● **Given request**
In the material below, put the lines from the one containing "Teacher note: the class should annotate each instance of the dry" through the one containing "(1260, 459)", both included, into a numbered list, leaving out any blank lines.

Stored items from a collection:
- - - - - - -

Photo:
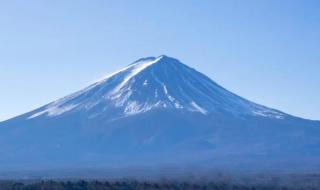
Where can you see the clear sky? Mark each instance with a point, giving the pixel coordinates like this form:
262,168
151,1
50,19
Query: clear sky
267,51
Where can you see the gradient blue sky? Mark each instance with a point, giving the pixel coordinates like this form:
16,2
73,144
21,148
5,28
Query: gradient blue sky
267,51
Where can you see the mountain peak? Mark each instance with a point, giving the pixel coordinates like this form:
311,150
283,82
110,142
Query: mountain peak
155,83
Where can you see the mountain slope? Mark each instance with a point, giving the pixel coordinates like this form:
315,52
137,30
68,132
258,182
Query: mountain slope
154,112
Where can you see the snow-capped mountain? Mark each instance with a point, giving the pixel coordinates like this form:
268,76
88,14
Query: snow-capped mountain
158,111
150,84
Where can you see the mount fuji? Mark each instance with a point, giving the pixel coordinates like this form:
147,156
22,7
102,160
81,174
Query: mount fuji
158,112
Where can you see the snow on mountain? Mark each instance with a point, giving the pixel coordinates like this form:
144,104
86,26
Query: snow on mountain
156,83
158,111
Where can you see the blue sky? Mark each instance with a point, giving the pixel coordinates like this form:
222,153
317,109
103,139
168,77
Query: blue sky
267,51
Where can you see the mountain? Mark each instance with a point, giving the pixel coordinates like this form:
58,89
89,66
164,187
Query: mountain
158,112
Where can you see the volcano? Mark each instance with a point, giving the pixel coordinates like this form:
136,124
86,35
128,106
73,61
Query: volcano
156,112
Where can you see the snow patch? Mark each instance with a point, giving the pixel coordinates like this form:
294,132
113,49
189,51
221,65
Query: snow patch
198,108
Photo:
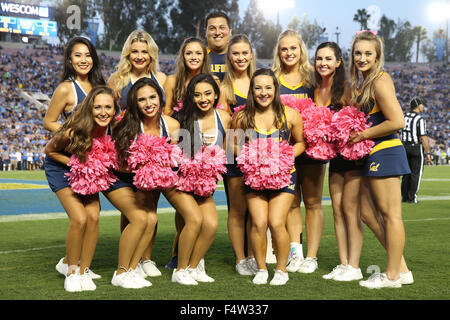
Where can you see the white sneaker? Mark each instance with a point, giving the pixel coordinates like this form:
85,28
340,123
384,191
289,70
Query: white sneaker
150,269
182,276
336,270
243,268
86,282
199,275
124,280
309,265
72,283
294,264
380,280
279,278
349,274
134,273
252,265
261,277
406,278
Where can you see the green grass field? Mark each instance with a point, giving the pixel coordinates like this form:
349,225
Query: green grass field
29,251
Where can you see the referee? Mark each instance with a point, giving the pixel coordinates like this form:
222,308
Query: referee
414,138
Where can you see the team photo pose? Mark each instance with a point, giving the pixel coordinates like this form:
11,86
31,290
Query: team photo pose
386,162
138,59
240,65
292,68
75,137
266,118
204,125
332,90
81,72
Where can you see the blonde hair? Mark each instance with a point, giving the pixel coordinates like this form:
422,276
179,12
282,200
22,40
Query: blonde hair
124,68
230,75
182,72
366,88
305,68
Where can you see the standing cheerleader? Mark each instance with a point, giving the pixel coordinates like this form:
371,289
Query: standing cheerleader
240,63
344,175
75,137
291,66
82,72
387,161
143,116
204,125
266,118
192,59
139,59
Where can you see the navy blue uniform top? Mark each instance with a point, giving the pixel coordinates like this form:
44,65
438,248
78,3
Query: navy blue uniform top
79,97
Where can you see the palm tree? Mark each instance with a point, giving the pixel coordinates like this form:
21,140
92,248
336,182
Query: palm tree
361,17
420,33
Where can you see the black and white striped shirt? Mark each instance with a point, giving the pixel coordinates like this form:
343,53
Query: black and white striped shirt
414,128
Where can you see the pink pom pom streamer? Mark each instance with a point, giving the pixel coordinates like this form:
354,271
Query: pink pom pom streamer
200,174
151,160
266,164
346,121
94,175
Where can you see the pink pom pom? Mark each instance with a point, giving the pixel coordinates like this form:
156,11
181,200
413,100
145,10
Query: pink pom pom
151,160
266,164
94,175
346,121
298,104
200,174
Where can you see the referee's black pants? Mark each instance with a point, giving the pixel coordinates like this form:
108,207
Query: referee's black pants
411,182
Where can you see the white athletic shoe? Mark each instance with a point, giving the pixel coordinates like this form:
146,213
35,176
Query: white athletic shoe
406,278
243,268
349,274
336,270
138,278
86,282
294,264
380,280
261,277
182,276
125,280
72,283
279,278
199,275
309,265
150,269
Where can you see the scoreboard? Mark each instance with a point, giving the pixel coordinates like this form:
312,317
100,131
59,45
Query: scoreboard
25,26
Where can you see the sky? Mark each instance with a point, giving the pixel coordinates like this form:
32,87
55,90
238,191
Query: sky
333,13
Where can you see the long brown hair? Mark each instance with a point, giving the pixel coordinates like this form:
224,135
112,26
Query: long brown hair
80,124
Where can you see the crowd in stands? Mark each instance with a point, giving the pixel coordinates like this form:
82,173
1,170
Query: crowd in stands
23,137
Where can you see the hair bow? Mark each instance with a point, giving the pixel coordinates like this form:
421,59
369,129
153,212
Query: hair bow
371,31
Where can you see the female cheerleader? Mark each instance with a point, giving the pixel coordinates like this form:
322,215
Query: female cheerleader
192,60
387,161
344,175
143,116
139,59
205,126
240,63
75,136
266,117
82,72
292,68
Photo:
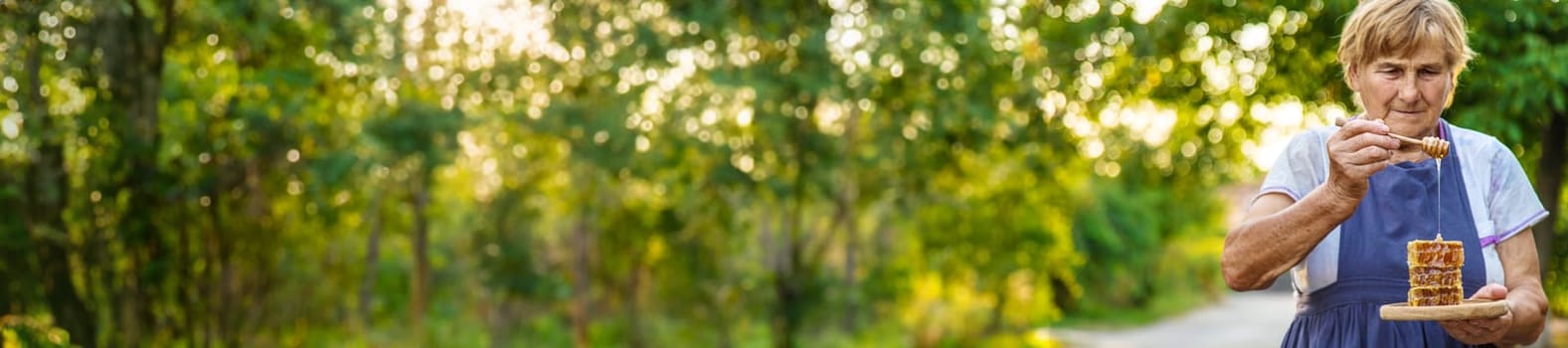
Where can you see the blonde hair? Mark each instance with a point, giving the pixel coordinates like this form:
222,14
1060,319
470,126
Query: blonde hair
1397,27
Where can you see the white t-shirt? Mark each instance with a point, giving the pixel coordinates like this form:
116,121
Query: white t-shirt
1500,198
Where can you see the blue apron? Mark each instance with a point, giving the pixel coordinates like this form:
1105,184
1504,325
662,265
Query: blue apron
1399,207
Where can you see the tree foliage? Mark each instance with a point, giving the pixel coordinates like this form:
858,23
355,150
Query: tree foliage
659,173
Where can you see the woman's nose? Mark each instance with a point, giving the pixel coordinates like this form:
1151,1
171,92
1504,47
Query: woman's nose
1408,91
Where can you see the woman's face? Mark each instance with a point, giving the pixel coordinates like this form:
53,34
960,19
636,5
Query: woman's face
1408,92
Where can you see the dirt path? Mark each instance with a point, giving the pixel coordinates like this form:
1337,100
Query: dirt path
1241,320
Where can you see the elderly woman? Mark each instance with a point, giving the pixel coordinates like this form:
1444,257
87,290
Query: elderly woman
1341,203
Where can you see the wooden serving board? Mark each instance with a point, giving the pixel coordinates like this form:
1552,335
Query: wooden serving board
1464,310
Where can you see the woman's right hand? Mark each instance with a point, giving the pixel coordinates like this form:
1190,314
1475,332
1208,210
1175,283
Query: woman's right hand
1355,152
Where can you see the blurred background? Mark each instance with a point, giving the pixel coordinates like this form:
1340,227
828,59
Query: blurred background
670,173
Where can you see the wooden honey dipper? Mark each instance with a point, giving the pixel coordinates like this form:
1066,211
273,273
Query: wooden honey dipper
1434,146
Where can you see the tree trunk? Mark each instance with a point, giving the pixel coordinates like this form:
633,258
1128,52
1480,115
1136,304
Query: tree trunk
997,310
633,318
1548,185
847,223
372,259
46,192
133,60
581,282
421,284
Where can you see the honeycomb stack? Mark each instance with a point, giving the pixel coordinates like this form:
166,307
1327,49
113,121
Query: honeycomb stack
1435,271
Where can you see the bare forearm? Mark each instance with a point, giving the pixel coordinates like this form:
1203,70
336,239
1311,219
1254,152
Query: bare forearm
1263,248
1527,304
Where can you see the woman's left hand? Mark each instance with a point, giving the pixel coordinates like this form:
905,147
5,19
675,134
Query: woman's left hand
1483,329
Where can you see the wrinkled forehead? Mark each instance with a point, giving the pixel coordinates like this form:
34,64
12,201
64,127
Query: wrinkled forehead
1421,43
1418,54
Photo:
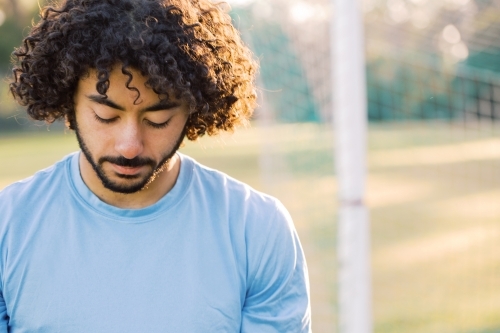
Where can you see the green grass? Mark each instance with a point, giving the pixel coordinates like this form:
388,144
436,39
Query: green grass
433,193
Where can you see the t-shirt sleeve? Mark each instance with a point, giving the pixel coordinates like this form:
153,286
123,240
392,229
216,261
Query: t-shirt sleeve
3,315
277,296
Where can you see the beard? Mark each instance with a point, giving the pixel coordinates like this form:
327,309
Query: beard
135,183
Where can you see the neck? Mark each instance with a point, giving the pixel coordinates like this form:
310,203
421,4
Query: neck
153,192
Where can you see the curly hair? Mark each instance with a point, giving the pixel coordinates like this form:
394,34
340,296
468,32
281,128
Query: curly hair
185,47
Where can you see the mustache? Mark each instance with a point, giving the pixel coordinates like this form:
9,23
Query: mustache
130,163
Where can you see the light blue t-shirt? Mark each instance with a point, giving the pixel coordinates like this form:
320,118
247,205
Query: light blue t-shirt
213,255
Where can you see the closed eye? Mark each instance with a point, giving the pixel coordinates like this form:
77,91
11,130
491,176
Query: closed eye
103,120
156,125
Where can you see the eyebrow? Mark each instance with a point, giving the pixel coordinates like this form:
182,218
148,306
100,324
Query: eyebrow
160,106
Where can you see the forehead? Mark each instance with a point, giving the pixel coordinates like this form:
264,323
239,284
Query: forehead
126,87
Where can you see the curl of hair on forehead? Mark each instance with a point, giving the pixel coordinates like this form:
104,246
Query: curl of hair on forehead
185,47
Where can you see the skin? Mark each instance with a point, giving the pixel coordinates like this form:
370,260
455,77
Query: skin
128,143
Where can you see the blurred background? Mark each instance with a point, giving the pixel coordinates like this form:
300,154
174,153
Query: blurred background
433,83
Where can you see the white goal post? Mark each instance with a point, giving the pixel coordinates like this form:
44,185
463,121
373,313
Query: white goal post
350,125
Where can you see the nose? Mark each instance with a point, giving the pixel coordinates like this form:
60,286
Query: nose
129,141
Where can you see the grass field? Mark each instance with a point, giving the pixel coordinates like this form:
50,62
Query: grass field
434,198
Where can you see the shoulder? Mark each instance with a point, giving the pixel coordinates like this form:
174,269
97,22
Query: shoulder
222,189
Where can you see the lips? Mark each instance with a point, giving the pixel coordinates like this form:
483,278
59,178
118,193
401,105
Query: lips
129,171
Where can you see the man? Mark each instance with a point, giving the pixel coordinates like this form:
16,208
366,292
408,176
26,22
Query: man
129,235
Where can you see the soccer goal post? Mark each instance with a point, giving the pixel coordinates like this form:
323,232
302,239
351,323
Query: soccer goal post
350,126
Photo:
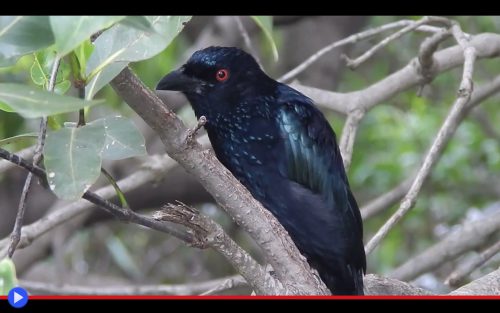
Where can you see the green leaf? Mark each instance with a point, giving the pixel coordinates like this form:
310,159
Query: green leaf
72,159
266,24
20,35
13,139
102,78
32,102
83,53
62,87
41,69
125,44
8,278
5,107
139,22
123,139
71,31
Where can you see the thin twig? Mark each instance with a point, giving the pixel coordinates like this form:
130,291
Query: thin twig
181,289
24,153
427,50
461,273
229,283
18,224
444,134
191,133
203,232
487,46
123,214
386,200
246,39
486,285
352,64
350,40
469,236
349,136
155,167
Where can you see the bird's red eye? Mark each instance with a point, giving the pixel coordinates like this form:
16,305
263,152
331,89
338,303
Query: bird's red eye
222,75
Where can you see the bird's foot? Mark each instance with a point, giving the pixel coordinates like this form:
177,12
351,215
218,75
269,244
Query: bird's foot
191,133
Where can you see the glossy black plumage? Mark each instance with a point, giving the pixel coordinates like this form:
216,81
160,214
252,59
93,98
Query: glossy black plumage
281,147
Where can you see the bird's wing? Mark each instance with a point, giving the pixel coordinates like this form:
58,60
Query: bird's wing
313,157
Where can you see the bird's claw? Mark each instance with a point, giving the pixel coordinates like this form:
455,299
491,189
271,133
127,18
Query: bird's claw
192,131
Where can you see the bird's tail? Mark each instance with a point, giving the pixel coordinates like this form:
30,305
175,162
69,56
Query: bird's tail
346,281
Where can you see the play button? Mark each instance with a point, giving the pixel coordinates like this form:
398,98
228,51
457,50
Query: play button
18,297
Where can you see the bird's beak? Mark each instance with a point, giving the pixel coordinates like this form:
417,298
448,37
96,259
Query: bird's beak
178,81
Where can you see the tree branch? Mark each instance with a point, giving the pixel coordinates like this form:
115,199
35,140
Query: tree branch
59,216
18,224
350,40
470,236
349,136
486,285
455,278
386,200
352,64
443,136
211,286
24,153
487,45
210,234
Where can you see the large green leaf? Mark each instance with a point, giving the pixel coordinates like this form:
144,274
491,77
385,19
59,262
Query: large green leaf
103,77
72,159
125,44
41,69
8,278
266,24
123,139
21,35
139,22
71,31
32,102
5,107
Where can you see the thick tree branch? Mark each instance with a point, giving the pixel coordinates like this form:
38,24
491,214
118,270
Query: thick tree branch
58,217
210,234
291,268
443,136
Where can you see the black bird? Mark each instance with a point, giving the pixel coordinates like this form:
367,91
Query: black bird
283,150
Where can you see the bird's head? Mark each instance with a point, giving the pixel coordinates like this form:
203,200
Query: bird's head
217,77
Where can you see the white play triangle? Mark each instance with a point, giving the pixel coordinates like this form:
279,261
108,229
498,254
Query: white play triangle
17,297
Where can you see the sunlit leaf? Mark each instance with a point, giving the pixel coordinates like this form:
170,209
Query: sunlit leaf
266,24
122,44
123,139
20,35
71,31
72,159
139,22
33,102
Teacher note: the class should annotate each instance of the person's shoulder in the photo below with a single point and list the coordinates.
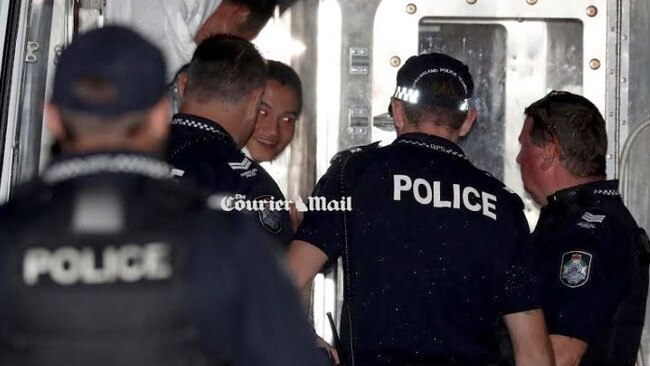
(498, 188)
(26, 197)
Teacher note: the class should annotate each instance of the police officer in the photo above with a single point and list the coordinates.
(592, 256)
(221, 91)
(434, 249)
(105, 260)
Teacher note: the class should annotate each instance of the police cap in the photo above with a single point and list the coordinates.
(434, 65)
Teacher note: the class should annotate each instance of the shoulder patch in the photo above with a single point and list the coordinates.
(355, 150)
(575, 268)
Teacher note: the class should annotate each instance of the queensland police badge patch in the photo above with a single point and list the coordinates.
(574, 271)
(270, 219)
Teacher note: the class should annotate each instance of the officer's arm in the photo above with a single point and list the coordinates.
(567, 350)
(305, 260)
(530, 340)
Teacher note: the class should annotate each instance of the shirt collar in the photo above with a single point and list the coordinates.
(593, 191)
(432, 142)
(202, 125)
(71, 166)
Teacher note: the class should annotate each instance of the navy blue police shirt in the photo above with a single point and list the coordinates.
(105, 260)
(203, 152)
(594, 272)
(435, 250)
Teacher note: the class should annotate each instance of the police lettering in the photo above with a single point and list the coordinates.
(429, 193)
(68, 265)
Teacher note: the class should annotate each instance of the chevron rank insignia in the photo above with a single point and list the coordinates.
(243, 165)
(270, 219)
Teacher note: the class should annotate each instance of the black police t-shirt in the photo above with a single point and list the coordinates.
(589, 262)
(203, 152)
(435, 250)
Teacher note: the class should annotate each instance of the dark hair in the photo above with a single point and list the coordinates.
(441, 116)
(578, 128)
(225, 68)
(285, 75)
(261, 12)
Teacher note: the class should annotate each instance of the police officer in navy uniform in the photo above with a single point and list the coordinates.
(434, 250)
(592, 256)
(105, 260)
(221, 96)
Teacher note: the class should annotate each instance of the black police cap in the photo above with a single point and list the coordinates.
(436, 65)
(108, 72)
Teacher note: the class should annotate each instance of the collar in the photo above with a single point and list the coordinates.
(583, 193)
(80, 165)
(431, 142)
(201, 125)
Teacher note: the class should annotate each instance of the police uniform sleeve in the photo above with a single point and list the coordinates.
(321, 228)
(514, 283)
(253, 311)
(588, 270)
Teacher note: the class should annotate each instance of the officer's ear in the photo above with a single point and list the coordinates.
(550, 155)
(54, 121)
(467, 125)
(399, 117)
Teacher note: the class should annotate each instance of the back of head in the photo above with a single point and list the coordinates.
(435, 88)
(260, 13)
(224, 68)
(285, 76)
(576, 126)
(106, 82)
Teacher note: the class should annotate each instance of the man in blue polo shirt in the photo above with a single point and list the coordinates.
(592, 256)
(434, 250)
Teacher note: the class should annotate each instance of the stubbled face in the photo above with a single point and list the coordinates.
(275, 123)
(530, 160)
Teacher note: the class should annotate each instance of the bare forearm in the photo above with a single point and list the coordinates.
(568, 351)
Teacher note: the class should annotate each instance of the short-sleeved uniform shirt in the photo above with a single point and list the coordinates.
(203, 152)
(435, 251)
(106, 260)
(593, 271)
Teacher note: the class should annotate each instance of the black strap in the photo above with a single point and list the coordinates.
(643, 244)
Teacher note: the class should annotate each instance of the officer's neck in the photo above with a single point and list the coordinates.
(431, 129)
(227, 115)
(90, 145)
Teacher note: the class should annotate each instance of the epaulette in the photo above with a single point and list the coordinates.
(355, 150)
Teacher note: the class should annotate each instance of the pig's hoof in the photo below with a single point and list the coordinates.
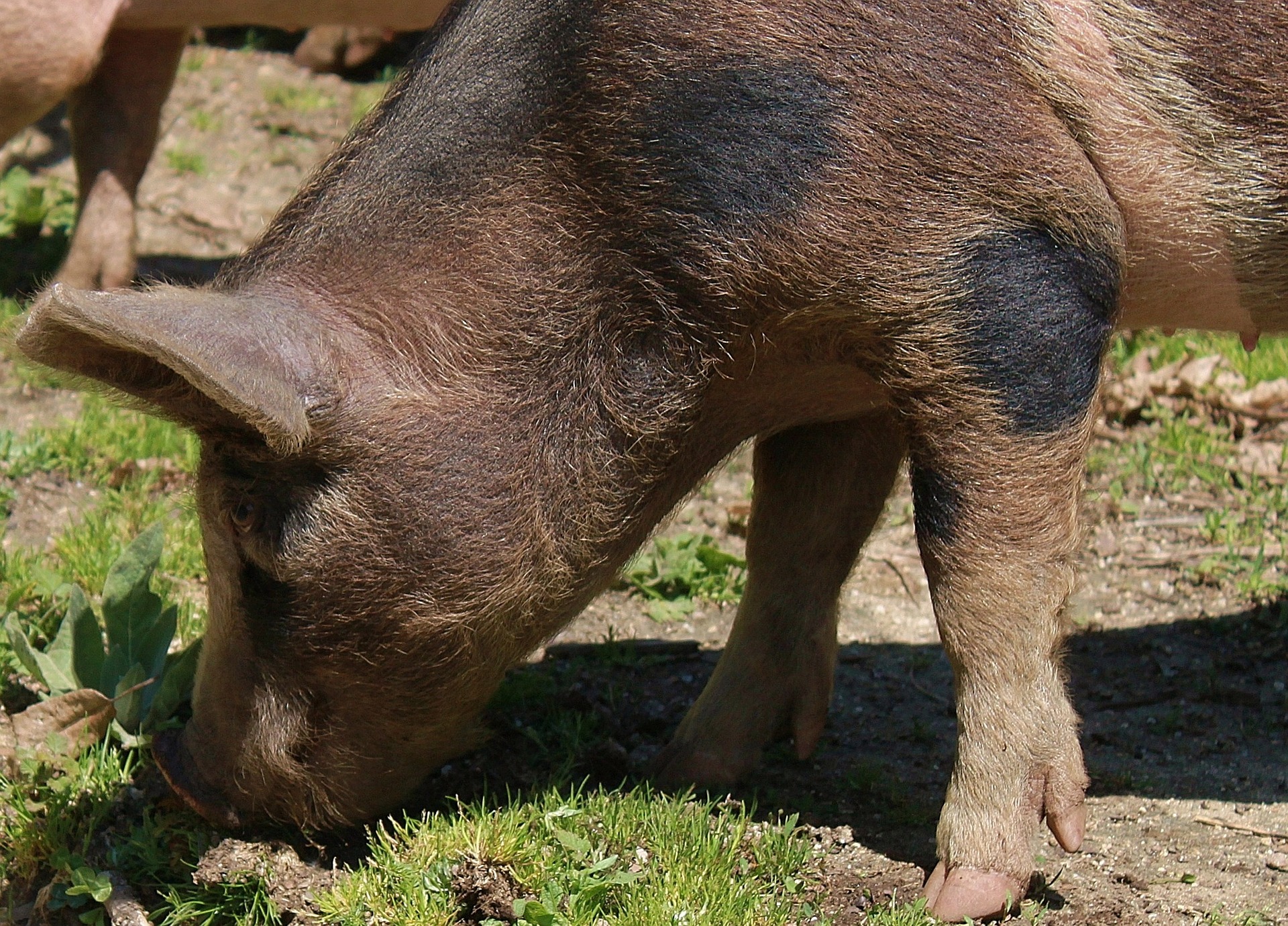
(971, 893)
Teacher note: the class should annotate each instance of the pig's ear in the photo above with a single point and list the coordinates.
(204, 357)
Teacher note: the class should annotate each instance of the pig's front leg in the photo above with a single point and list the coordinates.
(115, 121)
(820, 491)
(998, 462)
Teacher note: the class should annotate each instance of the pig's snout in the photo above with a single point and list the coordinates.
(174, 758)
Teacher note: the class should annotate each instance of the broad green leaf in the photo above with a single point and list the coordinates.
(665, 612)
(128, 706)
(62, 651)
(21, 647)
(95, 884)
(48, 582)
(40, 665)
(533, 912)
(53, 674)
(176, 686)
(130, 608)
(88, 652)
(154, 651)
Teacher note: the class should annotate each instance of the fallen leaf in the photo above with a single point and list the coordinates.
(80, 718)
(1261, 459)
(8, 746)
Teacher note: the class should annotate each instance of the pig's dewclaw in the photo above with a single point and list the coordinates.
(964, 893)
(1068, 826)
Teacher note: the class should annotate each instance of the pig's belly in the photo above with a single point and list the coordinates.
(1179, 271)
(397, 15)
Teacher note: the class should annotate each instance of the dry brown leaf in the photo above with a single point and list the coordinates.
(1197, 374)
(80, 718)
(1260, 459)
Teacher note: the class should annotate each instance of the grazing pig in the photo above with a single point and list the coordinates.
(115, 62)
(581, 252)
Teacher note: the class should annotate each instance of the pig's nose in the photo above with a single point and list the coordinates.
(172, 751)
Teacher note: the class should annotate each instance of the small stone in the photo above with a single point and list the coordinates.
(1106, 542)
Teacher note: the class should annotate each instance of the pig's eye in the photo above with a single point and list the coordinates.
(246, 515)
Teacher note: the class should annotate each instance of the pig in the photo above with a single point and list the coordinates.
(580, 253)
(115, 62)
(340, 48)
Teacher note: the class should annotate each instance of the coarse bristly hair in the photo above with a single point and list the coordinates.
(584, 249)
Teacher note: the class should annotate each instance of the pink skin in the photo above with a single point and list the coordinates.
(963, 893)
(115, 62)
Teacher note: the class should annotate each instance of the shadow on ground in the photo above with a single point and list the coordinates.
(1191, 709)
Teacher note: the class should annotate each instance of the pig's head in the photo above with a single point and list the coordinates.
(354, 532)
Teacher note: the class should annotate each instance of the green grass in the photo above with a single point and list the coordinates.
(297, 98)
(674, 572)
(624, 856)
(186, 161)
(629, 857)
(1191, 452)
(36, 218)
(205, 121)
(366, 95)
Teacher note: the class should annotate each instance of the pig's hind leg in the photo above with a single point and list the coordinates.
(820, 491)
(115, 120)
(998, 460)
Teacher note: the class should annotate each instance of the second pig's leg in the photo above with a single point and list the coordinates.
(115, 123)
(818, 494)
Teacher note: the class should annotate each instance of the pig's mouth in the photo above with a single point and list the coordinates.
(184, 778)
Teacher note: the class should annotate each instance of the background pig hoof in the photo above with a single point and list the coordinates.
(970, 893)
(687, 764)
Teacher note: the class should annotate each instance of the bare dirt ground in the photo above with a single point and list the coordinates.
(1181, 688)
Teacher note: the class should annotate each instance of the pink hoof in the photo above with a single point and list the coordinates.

- - - - - - -

● **Output for this exercise**
1. Teacher note: the class should annotate each instance of the dry brown leaf in the photo above with a single point and list the coordinates.
2. (1197, 374)
3. (80, 718)
4. (1260, 459)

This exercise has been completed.